— start of Supplied data —
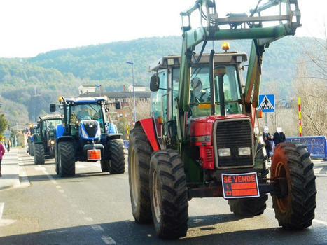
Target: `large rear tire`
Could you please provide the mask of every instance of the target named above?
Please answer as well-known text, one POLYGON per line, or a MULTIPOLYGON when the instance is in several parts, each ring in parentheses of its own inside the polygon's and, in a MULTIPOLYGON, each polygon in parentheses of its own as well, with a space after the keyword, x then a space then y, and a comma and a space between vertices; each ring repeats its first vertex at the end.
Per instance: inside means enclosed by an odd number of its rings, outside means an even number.
POLYGON ((110 158, 110 174, 124 174, 125 153, 123 140, 120 139, 110 139, 108 141, 108 146, 110 158))
POLYGON ((43 144, 34 143, 34 164, 44 164, 45 161, 43 144))
MULTIPOLYGON (((267 153, 263 142, 258 142, 256 153, 256 165, 260 167, 257 169, 258 178, 267 177, 269 170, 267 164, 267 153)), ((263 214, 267 207, 266 201, 268 195, 260 194, 258 197, 238 198, 228 200, 230 211, 239 216, 253 216, 263 214)))
POLYGON ((75 175, 75 153, 73 142, 58 143, 58 164, 60 177, 75 175))
POLYGON ((186 235, 188 190, 184 165, 176 150, 155 151, 150 165, 150 200, 155 232, 164 239, 186 235))
POLYGON ((279 225, 305 229, 312 224, 316 204, 316 176, 310 154, 304 145, 279 144, 272 158, 271 177, 286 178, 288 194, 272 195, 272 206, 279 225))
POLYGON ((142 127, 137 125, 130 135, 128 180, 132 213, 139 223, 152 222, 148 180, 153 151, 142 127))

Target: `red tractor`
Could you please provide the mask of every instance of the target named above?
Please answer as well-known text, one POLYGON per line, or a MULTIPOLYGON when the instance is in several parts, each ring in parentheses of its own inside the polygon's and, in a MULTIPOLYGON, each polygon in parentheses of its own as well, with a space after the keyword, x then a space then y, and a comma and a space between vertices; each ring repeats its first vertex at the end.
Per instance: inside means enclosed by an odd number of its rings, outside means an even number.
POLYGON ((181 14, 188 20, 182 26, 181 55, 164 57, 151 69, 151 118, 131 131, 128 172, 135 220, 153 222, 160 237, 186 235, 193 197, 222 197, 236 215, 256 216, 265 209, 269 192, 279 225, 312 225, 316 190, 306 147, 277 145, 270 173, 264 143, 253 130, 263 53, 270 43, 295 34, 298 2, 269 1, 251 13, 218 18, 214 1, 197 1, 181 14), (279 15, 262 15, 275 5, 281 6, 279 15), (207 26, 192 29, 196 10, 207 26), (264 27, 267 21, 279 25, 264 27), (246 54, 227 52, 226 43, 223 52, 203 53, 208 41, 228 39, 252 39, 245 85, 240 72, 246 54))

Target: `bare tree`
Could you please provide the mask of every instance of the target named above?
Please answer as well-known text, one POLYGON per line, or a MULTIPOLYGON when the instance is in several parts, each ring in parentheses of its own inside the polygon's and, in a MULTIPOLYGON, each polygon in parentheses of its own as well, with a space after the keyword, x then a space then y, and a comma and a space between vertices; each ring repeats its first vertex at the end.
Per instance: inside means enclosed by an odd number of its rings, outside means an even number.
POLYGON ((327 134, 327 73, 324 76, 326 78, 314 78, 308 75, 306 63, 298 64, 298 78, 293 85, 301 99, 303 135, 327 134))

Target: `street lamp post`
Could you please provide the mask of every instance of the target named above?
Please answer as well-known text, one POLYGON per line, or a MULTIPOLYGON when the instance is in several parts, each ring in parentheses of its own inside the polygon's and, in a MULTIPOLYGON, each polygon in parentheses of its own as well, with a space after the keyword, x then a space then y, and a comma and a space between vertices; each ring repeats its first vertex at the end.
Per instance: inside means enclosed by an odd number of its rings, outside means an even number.
POLYGON ((133 111, 134 111, 134 123, 137 121, 137 113, 135 111, 135 84, 134 83, 134 63, 127 62, 127 64, 132 65, 132 78, 133 80, 133 111))
POLYGON ((101 85, 96 85, 95 87, 99 88, 99 96, 101 96, 101 90, 101 90, 101 88, 102 88, 101 85))

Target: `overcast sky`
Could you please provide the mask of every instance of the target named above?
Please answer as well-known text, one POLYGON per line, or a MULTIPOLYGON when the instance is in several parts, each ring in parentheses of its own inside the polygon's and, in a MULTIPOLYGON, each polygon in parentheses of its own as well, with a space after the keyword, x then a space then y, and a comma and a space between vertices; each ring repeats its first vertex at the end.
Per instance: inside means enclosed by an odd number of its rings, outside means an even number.
MULTIPOLYGON (((263 0, 264 1, 267 0, 263 0)), ((257 0, 216 0, 220 17, 257 0)), ((195 0, 0 0, 0 57, 150 36, 180 36, 179 13, 195 0)), ((323 38, 327 0, 298 0, 298 36, 323 38)))

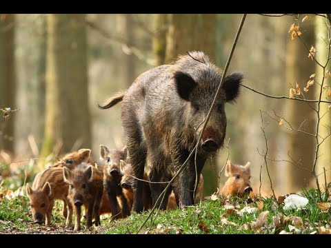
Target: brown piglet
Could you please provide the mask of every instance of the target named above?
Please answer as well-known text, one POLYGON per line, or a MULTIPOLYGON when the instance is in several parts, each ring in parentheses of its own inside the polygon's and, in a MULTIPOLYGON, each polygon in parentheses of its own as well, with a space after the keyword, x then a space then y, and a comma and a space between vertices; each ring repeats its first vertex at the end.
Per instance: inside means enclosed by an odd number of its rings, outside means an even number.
— end of Supplied data —
Rewrite all of the items above with "well-known text" swapped for "Well-Known Text (WKT)" everywhere it appears, leaving the rest untouched and omitting the pictures.

Target: `large rear tire`
Could you please provide the mask of every instance of the target named above?
Please answer as Well-Known Text (WKT), one POLYGON per line, or a MULTIPOLYGON when the instance is in several parts, each ring in parentheses of its own inside the polygon's and, in a MULTIPOLYGON, each polygon in parentheses of its own as well, with a space after the keyword, x then a space then y, and a comma and a space between vertices; each ring repeats its first vertex at the end.
Per instance: inside means enclosed by an odd number of its rings, outside means an even number.
POLYGON ((110 158, 110 174, 124 174, 125 153, 123 140, 120 139, 110 139, 108 141, 108 146, 110 158))
POLYGON ((43 144, 34 143, 34 164, 44 164, 45 161, 43 144))
MULTIPOLYGON (((267 153, 263 142, 258 142, 256 153, 256 165, 260 167, 257 169, 258 178, 267 177, 269 170, 267 164, 267 153)), ((263 214, 267 207, 266 201, 268 195, 260 194, 258 197, 238 198, 228 200, 230 211, 239 216, 253 216, 263 214)))
POLYGON ((75 175, 75 153, 73 142, 58 143, 58 164, 60 177, 75 175))
POLYGON ((186 235, 188 190, 184 165, 176 150, 155 151, 150 165, 150 200, 155 232, 164 239, 186 235))
POLYGON ((279 225, 305 229, 312 224, 316 204, 316 176, 310 154, 304 145, 279 144, 272 158, 271 177, 286 178, 288 194, 272 195, 272 206, 279 225))
POLYGON ((142 127, 137 125, 130 135, 128 180, 132 213, 139 223, 152 222, 148 180, 153 151, 142 127))

Target: `red tractor`
Could you please provide the mask of every instance of the target named above?
Please answer as Well-Known Text (WKT), one POLYGON per line, or a MULTIPOLYGON when the instance is in several parts, each ring in parentheses of its own inside the polygon's and, in a MULTIPOLYGON, each polygon in parentheses of its own as well, with a space after the keyword, x then a space then y, and a comma and a space between vertices; each ring repeats its first vertex at the end.
Per instance: inside means enclosed by an odd number of its rings, outside means an even number.
POLYGON ((181 14, 188 20, 182 26, 181 55, 164 57, 151 69, 151 118, 131 131, 128 172, 135 220, 153 222, 160 237, 186 235, 193 197, 222 197, 236 215, 256 216, 265 209, 269 192, 279 225, 312 225, 316 190, 306 147, 277 145, 270 173, 264 143, 253 130, 263 53, 270 43, 295 34, 298 2, 269 1, 251 13, 218 18, 214 1, 197 1, 181 14), (279 15, 262 15, 275 5, 281 6, 279 15), (207 26, 192 29, 196 10, 207 26), (264 27, 267 21, 279 25, 264 27), (246 54, 227 52, 226 43, 223 52, 203 53, 208 41, 228 39, 252 39, 245 85, 240 72, 246 54))

Target: `bare tree`
Could you please provide the mask of every instance of the target named above?
Please answer as Well-Known Text (WKT), one POLYGON per line, or a MULTIPOLYGON when the instance is in several parts, each ring in parentheses of its own inside the polygon's and, in a MULTIPOLYGON, each polygon in parentheses of its own as well, with a space after the keyword, x then a space then y, and a comma and a space between vertices; each ring repeats its first vertex at the end.
Per instance: inside means enclosed by an odd number of its rings, outside means an even number.
POLYGON ((327 134, 327 73, 324 76, 326 78, 314 78, 308 75, 306 63, 298 64, 298 78, 293 85, 301 99, 303 135, 327 134))

Target: `street lamp post`
Could you please provide the mask of every instance of the target named above?
Please answer as Well-Known Text (WKT), one POLYGON per line, or a MULTIPOLYGON when the instance is in several parts, each ring in parentheses of its own inside the polygon's and, in a MULTIPOLYGON, each polygon in parentheses of its own as well, with a space after the keyword, x then a space then y, and a comma and a space between vertices; each ring repeats its first vertex at the end.
Per instance: inside means enclosed by an odd number of its rings, outside means an even number.
POLYGON ((133 111, 134 111, 134 123, 137 121, 137 113, 135 111, 135 84, 134 83, 134 63, 127 62, 127 64, 132 65, 132 78, 133 80, 133 111))
POLYGON ((101 85, 96 85, 95 87, 99 88, 99 96, 101 96, 101 90, 101 90, 101 88, 102 88, 101 85))

Target: `overcast sky`
Could you please provide the mask of every instance of the target named above?
Please answer as Well-Known Text (WKT), one POLYGON per line, or a MULTIPOLYGON when the instance is in several parts, each ring in parentheses of its own inside the polygon's and, in a MULTIPOLYGON, each polygon in parentheses of its own as well, with a space after the keyword, x then a space then y, and a comma and a space between vertices; each ring repeats its first vertex at the end.
Per instance: inside means enclosed by an odd number of its rings, outside means an even number.
MULTIPOLYGON (((263 0, 264 1, 267 0, 263 0)), ((257 0, 216 0, 220 17, 257 0)), ((195 0, 0 0, 0 57, 150 36, 180 36, 179 13, 195 0)), ((323 38, 327 0, 298 0, 298 36, 323 38)))

Target: brown piglet
Could you please provide the mask of every instance of the target named above?
Please answer as Well-Known Text (WKT), one POLYGON per line, or a MULTIPOLYGON when the instance is in several parts, each ring in parentheses of its own inside the polygon's and, in a MULTIPOLYGON, each polygon in parentheses of its own as well, with a space after the keyword, x then a space then y, and a comma and a space between vertices; each ring repeats its first vertex at the end.
Per instance: inside means enclosed by an odd number of its rings, outside means an even number.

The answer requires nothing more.